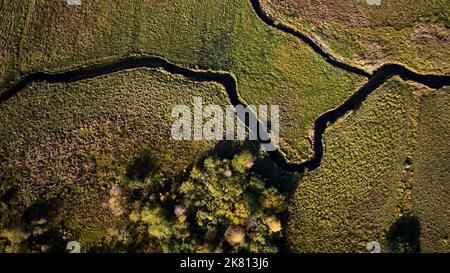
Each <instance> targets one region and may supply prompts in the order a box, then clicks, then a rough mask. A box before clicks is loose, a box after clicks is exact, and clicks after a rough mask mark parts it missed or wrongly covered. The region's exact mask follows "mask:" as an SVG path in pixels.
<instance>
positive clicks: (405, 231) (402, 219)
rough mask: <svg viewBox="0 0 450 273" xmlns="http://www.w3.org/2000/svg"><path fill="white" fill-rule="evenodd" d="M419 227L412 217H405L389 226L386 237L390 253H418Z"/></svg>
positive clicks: (413, 216) (419, 229) (401, 217)
mask: <svg viewBox="0 0 450 273" xmlns="http://www.w3.org/2000/svg"><path fill="white" fill-rule="evenodd" d="M420 235H421V227H420V221H419V219H418V218H417V217H415V216H413V215H406V216H403V217H401V218H400V219H398V220H397V221H396V222H395V223H394V224H392V225H391V227H390V228H389V231H388V233H387V235H386V241H387V247H388V249H389V251H390V252H392V253H419V252H420V250H421V247H420Z"/></svg>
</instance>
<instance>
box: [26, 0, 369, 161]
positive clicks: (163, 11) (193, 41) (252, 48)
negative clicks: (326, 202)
mask: <svg viewBox="0 0 450 273" xmlns="http://www.w3.org/2000/svg"><path fill="white" fill-rule="evenodd" d="M50 2H52V1H39V2H36V3H34V2H30V6H29V10H30V11H29V12H28V17H27V18H28V19H27V21H28V23H27V24H26V27H25V30H24V33H23V35H22V36H21V42H20V53H19V57H18V63H19V68H20V69H19V70H18V71H20V72H21V73H29V72H33V71H42V70H45V71H64V70H65V69H68V68H73V67H78V66H81V65H87V64H95V63H98V62H102V61H107V60H111V59H117V58H118V57H119V56H124V55H127V54H129V53H130V52H132V53H137V54H144V55H157V56H162V57H164V58H166V59H168V60H169V61H172V62H175V63H178V64H181V65H185V66H188V67H192V68H197V67H198V68H202V69H212V70H223V71H228V72H231V73H233V74H234V75H236V77H237V79H238V85H239V86H238V89H239V92H240V95H241V97H242V98H243V100H244V101H246V102H247V103H248V104H278V105H280V107H281V111H282V113H281V117H282V130H281V132H282V135H281V137H282V148H283V150H284V151H285V152H286V153H287V154H288V156H289V158H290V159H291V160H293V161H301V160H303V159H305V158H308V157H309V153H310V148H311V147H310V143H309V142H310V134H311V132H310V130H311V128H312V124H313V121H314V120H315V119H316V118H317V117H318V116H319V115H320V114H322V113H323V112H325V111H328V110H330V109H333V108H334V107H336V106H337V105H339V104H340V103H342V102H343V101H344V100H345V99H346V98H347V97H348V96H349V95H350V94H352V93H353V92H354V91H355V90H356V89H357V88H358V87H359V86H360V85H361V84H362V82H363V79H362V78H361V77H358V76H354V75H351V74H348V73H346V72H344V71H342V70H339V69H336V68H334V67H333V66H331V65H329V64H327V63H326V62H325V61H324V60H323V59H322V58H321V57H320V56H318V55H317V54H315V53H314V52H313V51H312V50H311V49H310V48H309V47H307V46H306V45H304V44H303V43H301V42H299V41H297V40H296V39H295V38H293V37H290V36H287V35H285V34H284V33H282V32H280V31H277V30H274V29H272V28H270V27H268V26H266V25H265V24H264V23H262V22H260V21H259V19H258V18H257V17H256V15H255V14H254V12H253V10H252V8H251V5H250V3H249V1H237V0H227V1H218V0H217V1H216V0H214V1H208V2H198V1H193V0H183V1H177V2H172V1H135V2H131V3H129V2H127V3H116V1H101V2H94V1H84V2H83V4H82V6H80V7H76V6H67V5H65V3H64V2H62V1H61V2H58V3H57V4H56V5H54V4H53V2H52V3H50ZM49 6H51V8H50V7H49ZM230 15H231V16H230Z"/></svg>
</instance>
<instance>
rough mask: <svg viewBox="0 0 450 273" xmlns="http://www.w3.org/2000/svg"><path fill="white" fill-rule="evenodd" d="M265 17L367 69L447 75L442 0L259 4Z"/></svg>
mask: <svg viewBox="0 0 450 273" xmlns="http://www.w3.org/2000/svg"><path fill="white" fill-rule="evenodd" d="M262 2H263V3H265V4H266V8H267V10H268V11H270V12H271V14H272V15H273V16H274V17H276V18H279V19H280V20H282V21H285V22H287V23H289V24H292V25H294V26H296V27H297V28H298V29H299V30H301V31H304V32H306V33H308V34H309V35H311V36H314V37H316V38H318V39H319V40H321V42H322V43H323V44H325V45H326V46H327V47H329V48H330V50H331V51H332V52H334V53H335V54H336V55H337V56H340V57H342V58H344V59H345V61H346V62H349V63H352V64H355V65H358V66H361V67H364V68H366V69H368V70H372V69H374V68H376V67H378V66H380V65H381V64H383V63H386V62H391V63H393V62H394V63H401V64H404V65H406V66H408V67H409V68H411V69H413V70H416V71H419V72H422V73H437V74H448V73H449V72H450V67H449V63H448V59H449V58H450V51H449V50H448V48H449V46H450V32H449V27H450V23H449V12H450V7H449V5H448V3H447V1H445V0H432V1H429V0H415V1H407V0H402V1H398V0H382V1H381V5H379V6H376V5H374V6H370V5H368V4H367V2H366V1H365V0H364V1H363V0H358V1H357V0H352V1H348V0H335V1H314V0H306V1H299V0H290V1H285V0H283V1H281V0H262Z"/></svg>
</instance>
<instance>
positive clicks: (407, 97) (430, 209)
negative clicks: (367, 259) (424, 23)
mask: <svg viewBox="0 0 450 273" xmlns="http://www.w3.org/2000/svg"><path fill="white" fill-rule="evenodd" d="M445 92H448V90H447V91H445V90H441V91H432V90H429V89H426V88H424V87H423V86H420V85H414V84H410V83H406V82H403V81H402V80H400V79H398V78H394V79H392V80H390V81H388V82H387V83H385V84H384V85H383V86H382V87H381V88H380V89H379V90H377V92H375V93H373V94H372V95H370V96H369V98H368V99H367V100H366V101H365V102H364V103H363V105H362V107H361V109H359V110H358V111H357V112H356V113H353V114H349V115H348V116H347V117H345V118H343V119H341V120H340V121H338V122H337V123H336V124H334V125H333V126H331V127H330V128H329V129H328V130H327V132H326V134H325V137H324V142H325V155H324V160H323V162H322V164H321V166H320V167H319V168H318V169H317V170H316V171H314V172H310V173H307V174H306V175H305V177H304V178H303V179H302V180H300V181H299V186H298V188H297V189H296V191H295V193H294V196H293V198H292V200H291V203H290V204H289V216H288V221H287V222H288V223H287V232H286V236H287V244H288V246H289V248H290V249H291V250H292V251H294V252H366V249H365V248H366V246H367V244H368V243H369V242H370V241H378V242H380V243H381V245H382V250H383V251H384V252H392V251H395V250H394V249H393V248H394V246H393V245H394V244H395V243H396V242H393V241H395V240H393V239H392V238H391V237H390V234H393V232H394V230H395V228H394V227H396V223H397V222H398V221H402V219H410V218H408V217H414V219H417V221H418V222H419V223H420V229H421V230H420V231H421V234H420V236H419V237H418V238H417V241H418V243H417V244H418V245H419V246H420V251H424V252H432V251H448V245H446V243H445V242H444V241H443V240H445V238H447V237H446V236H447V235H446V233H448V223H447V221H446V217H445V213H444V211H446V208H447V207H448V200H446V199H445V198H444V195H445V192H446V190H447V189H446V188H447V187H446V186H445V185H444V184H445V182H444V181H448V179H449V173H448V170H447V169H446V167H444V166H448V163H449V157H448V155H446V154H445V153H447V151H446V149H445V148H444V146H443V142H445V141H444V140H443V139H445V138H448V137H447V136H448V130H440V129H444V128H445V127H446V126H445V122H443V121H444V120H445V119H446V118H447V117H436V115H439V114H438V113H443V111H446V110H445V109H446V108H445V107H447V108H448V105H446V106H445V107H444V105H445V104H448V93H445ZM434 99H438V100H439V101H440V105H442V106H443V108H441V109H440V110H435V109H433V110H431V109H427V105H430V104H434V103H435V102H433V100H434ZM430 110H431V113H430ZM441 111H442V112H441ZM430 116H433V120H435V121H434V122H435V123H430V125H427V126H424V125H423V124H422V122H424V120H427V121H426V122H429V120H430V119H431V117H430ZM434 118H436V119H434ZM437 123H438V124H439V126H437V127H433V128H436V129H435V130H433V133H435V134H434V135H433V134H430V131H429V130H430V127H429V126H431V124H435V125H437ZM443 127H444V128H443ZM424 130H425V131H424ZM430 138H431V139H430ZM435 138H436V139H435ZM431 147H433V148H431ZM430 149H432V150H430ZM438 149H442V150H440V152H436V151H437V150H438ZM425 151H428V152H425ZM430 161H433V162H437V161H439V163H438V164H430ZM435 168H437V169H435ZM431 170H433V171H431ZM431 172H433V173H434V174H433V175H432V176H431ZM427 175H430V176H427ZM437 185H438V186H437ZM439 207H440V208H439ZM402 232H405V230H402ZM439 236H440V238H436V237H439ZM324 238H326V239H325V240H324ZM439 241H441V242H440V243H438V242H439ZM415 250H416V251H417V248H416V249H415Z"/></svg>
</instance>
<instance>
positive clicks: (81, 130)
mask: <svg viewBox="0 0 450 273" xmlns="http://www.w3.org/2000/svg"><path fill="white" fill-rule="evenodd" d="M193 96H202V97H203V99H204V101H205V103H210V104H218V105H222V104H228V103H229V102H228V98H227V95H226V92H225V91H224V89H223V87H222V86H220V85H217V84H212V83H196V82H191V81H189V80H186V79H184V78H183V77H179V76H173V75H170V74H168V73H167V72H164V71H159V70H149V69H138V70H131V71H124V72H120V73H115V74H111V75H108V76H104V77H100V78H95V79H91V80H83V81H80V82H77V83H74V84H46V83H36V84H33V85H31V86H29V87H28V88H27V89H26V90H24V92H22V93H20V94H18V95H17V96H15V97H13V98H12V99H11V100H9V101H8V102H6V103H4V104H2V105H1V106H0V124H2V126H1V129H0V162H1V168H0V178H1V184H0V192H1V193H2V194H1V196H0V197H1V198H2V200H1V201H2V204H4V205H6V206H7V207H6V209H5V211H2V214H1V217H0V227H1V229H7V228H10V227H11V226H12V227H14V226H18V227H19V226H20V225H22V226H24V227H27V228H30V225H31V221H36V220H39V219H40V218H44V219H46V220H47V221H49V222H48V225H49V226H51V227H55V226H58V225H62V226H63V227H65V228H66V229H67V230H70V232H71V235H70V236H68V237H67V239H68V240H77V241H79V242H80V243H82V245H83V248H84V249H85V250H86V249H89V248H90V247H92V245H93V244H94V243H98V242H99V241H101V239H102V238H103V237H105V236H107V235H108V230H111V229H118V230H121V229H123V228H124V227H125V225H126V224H127V223H128V222H129V221H128V220H127V219H128V214H129V213H130V211H129V210H128V207H127V206H128V205H127V203H126V202H125V201H124V203H121V202H118V203H117V204H120V205H118V206H117V208H112V207H105V205H104V204H103V203H108V202H112V201H110V199H111V196H110V195H109V194H108V192H109V191H110V189H111V188H112V187H113V186H120V187H122V188H126V187H125V186H124V183H126V180H127V179H136V178H135V177H128V176H129V175H127V173H129V169H130V166H133V164H134V162H135V161H136V160H137V159H138V158H140V157H142V154H143V153H147V154H148V156H149V157H150V158H152V160H154V161H156V163H155V164H158V165H159V168H160V169H161V170H162V171H163V172H164V174H165V175H169V176H177V175H179V174H180V173H182V172H183V171H184V169H185V168H186V167H187V166H189V165H190V164H192V163H194V162H195V160H196V159H198V158H199V157H201V156H203V154H204V153H205V152H209V151H210V150H211V149H212V148H213V147H214V144H215V143H214V142H206V141H196V142H191V141H182V142H180V141H175V140H172V138H171V136H170V130H171V126H172V124H173V122H174V119H173V118H172V117H171V111H172V107H173V106H175V105H178V104H188V105H189V104H191V103H192V97H193ZM150 167H151V166H150ZM144 168H148V167H145V166H144ZM7 192H14V193H13V194H12V195H11V196H9V197H6V195H4V193H7ZM128 194H129V192H124V193H123V196H121V197H120V198H124V200H125V199H126V198H128V197H129V196H128ZM48 200H59V204H58V206H56V208H54V209H51V210H46V209H45V208H44V207H41V208H40V210H41V212H40V213H42V214H43V215H38V216H26V215H27V213H26V212H27V211H29V209H30V208H33V207H36V206H38V204H40V203H42V202H45V201H48ZM102 204H103V205H102ZM122 206H123V211H122V213H120V211H121V210H122V209H121V207H122ZM38 208H39V207H38ZM24 212H25V214H24ZM51 215H53V216H51ZM34 218H37V219H34ZM58 232H60V231H59V230H58V231H56V233H57V234H59V233H58ZM0 233H1V232H0ZM34 247H35V248H36V247H37V248H38V247H39V246H38V245H37V246H34Z"/></svg>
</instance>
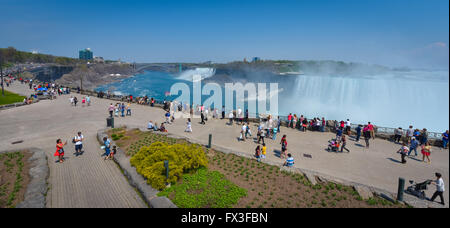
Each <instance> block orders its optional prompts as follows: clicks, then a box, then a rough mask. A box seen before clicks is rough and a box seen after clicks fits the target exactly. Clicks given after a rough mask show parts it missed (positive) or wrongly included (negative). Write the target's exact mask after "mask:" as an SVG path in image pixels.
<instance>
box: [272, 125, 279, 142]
mask: <svg viewBox="0 0 450 228" xmlns="http://www.w3.org/2000/svg"><path fill="white" fill-rule="evenodd" d="M277 131H278V129H277V128H276V127H274V128H273V138H272V140H274V141H275V140H277Z"/></svg>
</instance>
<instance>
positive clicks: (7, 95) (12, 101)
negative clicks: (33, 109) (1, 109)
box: [0, 90, 25, 105]
mask: <svg viewBox="0 0 450 228" xmlns="http://www.w3.org/2000/svg"><path fill="white" fill-rule="evenodd" d="M23 99H25V97H24V96H20V95H18V94H15V93H11V92H9V91H6V90H5V96H2V94H1V91H0V105H6V104H13V103H18V102H23Z"/></svg>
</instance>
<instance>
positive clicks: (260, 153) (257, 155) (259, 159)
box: [255, 145, 261, 162]
mask: <svg viewBox="0 0 450 228" xmlns="http://www.w3.org/2000/svg"><path fill="white" fill-rule="evenodd" d="M255 157H256V160H257V161H258V162H260V161H261V147H260V146H259V145H258V146H257V147H256V149H255Z"/></svg>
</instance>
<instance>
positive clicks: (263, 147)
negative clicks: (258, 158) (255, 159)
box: [261, 143, 267, 159]
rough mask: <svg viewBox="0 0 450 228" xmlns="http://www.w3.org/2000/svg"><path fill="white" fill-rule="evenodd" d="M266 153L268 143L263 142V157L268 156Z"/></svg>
mask: <svg viewBox="0 0 450 228" xmlns="http://www.w3.org/2000/svg"><path fill="white" fill-rule="evenodd" d="M266 153H267V147H266V144H265V143H263V149H262V154H261V158H262V159H265V158H266Z"/></svg>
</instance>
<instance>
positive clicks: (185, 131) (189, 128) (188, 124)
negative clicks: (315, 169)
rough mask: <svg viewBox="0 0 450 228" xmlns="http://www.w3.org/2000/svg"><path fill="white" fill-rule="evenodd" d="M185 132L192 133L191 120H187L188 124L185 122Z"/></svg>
mask: <svg viewBox="0 0 450 228" xmlns="http://www.w3.org/2000/svg"><path fill="white" fill-rule="evenodd" d="M185 132H189V133H192V124H191V118H188V122H186V130H185Z"/></svg>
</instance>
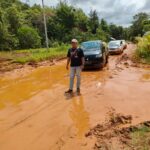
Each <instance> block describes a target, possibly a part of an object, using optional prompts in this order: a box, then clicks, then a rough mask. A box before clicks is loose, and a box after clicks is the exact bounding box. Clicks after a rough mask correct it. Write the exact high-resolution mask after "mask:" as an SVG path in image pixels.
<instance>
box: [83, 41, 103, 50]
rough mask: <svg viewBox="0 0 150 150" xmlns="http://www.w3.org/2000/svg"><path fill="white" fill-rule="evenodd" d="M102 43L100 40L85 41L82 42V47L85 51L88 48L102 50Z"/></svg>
mask: <svg viewBox="0 0 150 150" xmlns="http://www.w3.org/2000/svg"><path fill="white" fill-rule="evenodd" d="M100 47H101V44H100V42H96V41H95V42H93V41H92V42H84V43H82V44H81V48H82V49H83V50H84V51H88V50H100Z"/></svg>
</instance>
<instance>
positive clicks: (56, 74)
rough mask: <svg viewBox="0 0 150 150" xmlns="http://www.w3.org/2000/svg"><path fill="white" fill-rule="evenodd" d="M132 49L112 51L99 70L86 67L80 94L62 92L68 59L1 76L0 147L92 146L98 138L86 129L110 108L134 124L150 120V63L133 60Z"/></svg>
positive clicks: (10, 149)
mask: <svg viewBox="0 0 150 150" xmlns="http://www.w3.org/2000/svg"><path fill="white" fill-rule="evenodd" d="M134 49H135V46H134V45H132V44H130V45H128V49H127V50H125V52H124V54H122V55H120V56H119V55H118V56H110V59H109V64H108V65H107V66H106V67H105V68H104V69H103V70H101V71H99V70H93V71H91V70H90V71H84V72H83V73H82V89H81V90H82V91H81V93H82V94H81V95H80V96H78V95H76V94H75V93H74V95H73V96H66V95H64V91H65V90H67V89H68V81H69V72H68V71H66V70H65V61H62V62H59V63H57V64H56V65H54V66H44V67H38V68H36V69H34V70H33V71H31V72H30V71H27V72H26V73H25V74H22V73H20V72H14V73H12V74H11V76H9V75H6V76H5V77H1V79H0V150H91V149H93V143H94V140H95V139H91V138H86V137H85V133H87V132H88V131H89V129H90V128H92V127H93V126H95V125H96V124H97V123H99V122H103V121H104V120H105V118H106V115H107V112H108V111H109V110H110V109H112V108H113V109H115V111H116V112H118V113H123V114H125V115H132V117H133V122H132V123H133V124H136V123H139V122H142V121H147V120H150V109H149V106H150V69H143V68H138V67H136V66H134V65H133V64H132V62H131V61H130V59H129V56H130V54H131V53H132V51H133V50H134Z"/></svg>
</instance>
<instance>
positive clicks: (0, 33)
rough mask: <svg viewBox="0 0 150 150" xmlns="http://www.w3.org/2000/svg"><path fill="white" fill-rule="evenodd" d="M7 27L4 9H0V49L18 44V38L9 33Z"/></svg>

**Task brief**: Please return the material above only from the line that holds "132L192 133L191 120H187L188" through the line that holds "box: [83, 41, 103, 50]", exactly as it stands, ends included and pictures omitted.

**Exercise response**:
rough mask: <svg viewBox="0 0 450 228" xmlns="http://www.w3.org/2000/svg"><path fill="white" fill-rule="evenodd" d="M185 132L192 133L191 120H187L188 124L185 122Z"/></svg>
mask: <svg viewBox="0 0 450 228" xmlns="http://www.w3.org/2000/svg"><path fill="white" fill-rule="evenodd" d="M185 132H189V133H192V124H191V118H188V122H186V130H185Z"/></svg>
</instance>
Each <instance> block describes a target, possibly a part of an object, using optional prompts in this order: a box, then clicks, then a rough mask. A box before clicks is loose, and a box after clicks is the exact bounding box. Clicks after a rough mask correct it. Write the exact high-resolution mask after "mask:" as an SVG path in image pixels.
<instance>
box: [83, 41, 103, 50]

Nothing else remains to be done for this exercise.